## Activity
The required output is the line containing "positive clicks: (85, 259)" followed by every later line through the end of the data, all reproduced exactly.

______

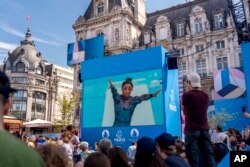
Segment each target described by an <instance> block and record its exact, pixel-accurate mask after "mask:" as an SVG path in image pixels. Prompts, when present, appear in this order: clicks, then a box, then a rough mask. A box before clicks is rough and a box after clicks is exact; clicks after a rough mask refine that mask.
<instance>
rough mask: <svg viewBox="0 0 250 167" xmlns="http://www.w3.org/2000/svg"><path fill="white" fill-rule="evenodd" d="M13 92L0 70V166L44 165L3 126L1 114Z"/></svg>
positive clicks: (7, 77) (43, 163)
mask: <svg viewBox="0 0 250 167" xmlns="http://www.w3.org/2000/svg"><path fill="white" fill-rule="evenodd" d="M13 92H15V89H12V88H11V87H10V82H9V79H8V77H7V76H6V74H5V73H4V72H2V71H0V150H1V151H0V166H8V167H17V166H18V167H27V166H36V167H44V166H45V164H44V162H43V160H42V159H41V157H40V156H39V154H38V153H37V152H36V151H34V150H33V149H31V148H29V147H28V146H26V145H25V144H24V143H22V142H21V141H19V140H18V139H16V137H14V136H13V135H12V134H10V133H8V132H7V131H5V130H4V128H3V115H5V114H7V113H8V111H9V108H10V106H11V100H10V97H9V95H10V94H11V93H13Z"/></svg>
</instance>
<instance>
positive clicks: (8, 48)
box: [0, 41, 18, 50]
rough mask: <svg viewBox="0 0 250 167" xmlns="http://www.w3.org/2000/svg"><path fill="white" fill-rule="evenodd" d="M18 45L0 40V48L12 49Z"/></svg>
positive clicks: (2, 48)
mask: <svg viewBox="0 0 250 167" xmlns="http://www.w3.org/2000/svg"><path fill="white" fill-rule="evenodd" d="M17 47H18V45H16V44H11V43H6V42H1V41H0V49H1V50H2V49H4V50H14V49H15V48H17Z"/></svg>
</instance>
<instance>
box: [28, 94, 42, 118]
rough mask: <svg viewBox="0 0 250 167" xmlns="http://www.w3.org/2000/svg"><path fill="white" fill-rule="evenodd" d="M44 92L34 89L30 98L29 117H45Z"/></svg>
mask: <svg viewBox="0 0 250 167" xmlns="http://www.w3.org/2000/svg"><path fill="white" fill-rule="evenodd" d="M45 113H46V93H43V92H38V91H35V92H34V93H33V99H32V109H31V119H32V120H34V119H45Z"/></svg>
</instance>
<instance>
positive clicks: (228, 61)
mask: <svg viewBox="0 0 250 167" xmlns="http://www.w3.org/2000/svg"><path fill="white" fill-rule="evenodd" d="M228 41H229V48H230V52H229V55H228V67H235V65H236V64H235V58H236V56H235V46H234V39H232V38H229V40H228Z"/></svg>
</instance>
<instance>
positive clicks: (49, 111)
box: [45, 94, 52, 121]
mask: <svg viewBox="0 0 250 167" xmlns="http://www.w3.org/2000/svg"><path fill="white" fill-rule="evenodd" d="M48 96H49V95H48V94H46V97H47V98H46V111H45V118H47V120H48V121H51V120H52V118H51V110H50V108H49V107H50V104H49V103H50V100H49V98H48Z"/></svg>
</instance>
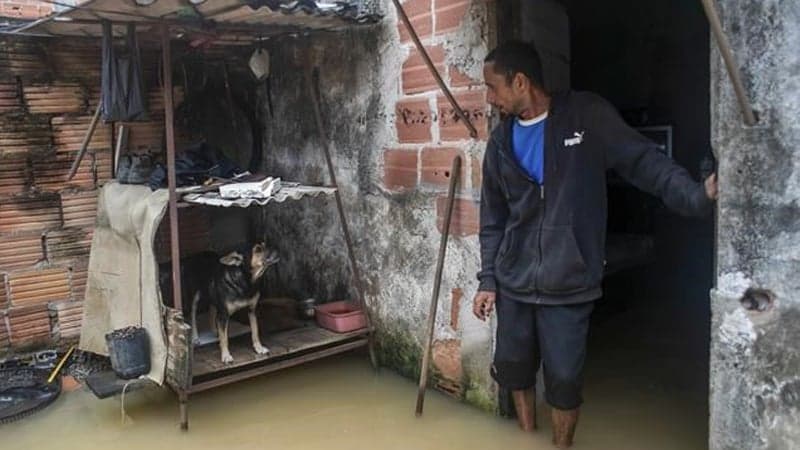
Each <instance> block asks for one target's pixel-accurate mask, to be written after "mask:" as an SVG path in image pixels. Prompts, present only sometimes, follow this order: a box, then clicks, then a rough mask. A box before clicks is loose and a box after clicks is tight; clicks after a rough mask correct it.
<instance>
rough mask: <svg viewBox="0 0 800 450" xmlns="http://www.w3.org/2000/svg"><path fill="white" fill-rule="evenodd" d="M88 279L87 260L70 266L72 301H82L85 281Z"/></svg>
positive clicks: (85, 259) (88, 264) (88, 259)
mask: <svg viewBox="0 0 800 450" xmlns="http://www.w3.org/2000/svg"><path fill="white" fill-rule="evenodd" d="M87 278H89V258H85V259H83V260H80V261H78V262H76V263H75V264H73V266H72V299H73V300H77V301H83V299H84V298H85V297H86V279H87Z"/></svg>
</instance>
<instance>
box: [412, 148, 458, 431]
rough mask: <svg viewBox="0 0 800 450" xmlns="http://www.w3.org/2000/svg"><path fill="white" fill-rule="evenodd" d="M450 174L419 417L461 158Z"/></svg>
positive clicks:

______

## Output for this task
positive clicks: (85, 259) (88, 264) (88, 259)
mask: <svg viewBox="0 0 800 450" xmlns="http://www.w3.org/2000/svg"><path fill="white" fill-rule="evenodd" d="M87 278H89V258H85V259H83V260H80V261H78V262H76V263H75V264H73V266H72V299H73V300H77V301H83V299H84V298H85V297H86V279H87Z"/></svg>
</instance>
<instance>
box: [412, 148, 458, 431]
rough mask: <svg viewBox="0 0 800 450" xmlns="http://www.w3.org/2000/svg"><path fill="white" fill-rule="evenodd" d="M450 174L419 417L461 158Z"/></svg>
positive clicks:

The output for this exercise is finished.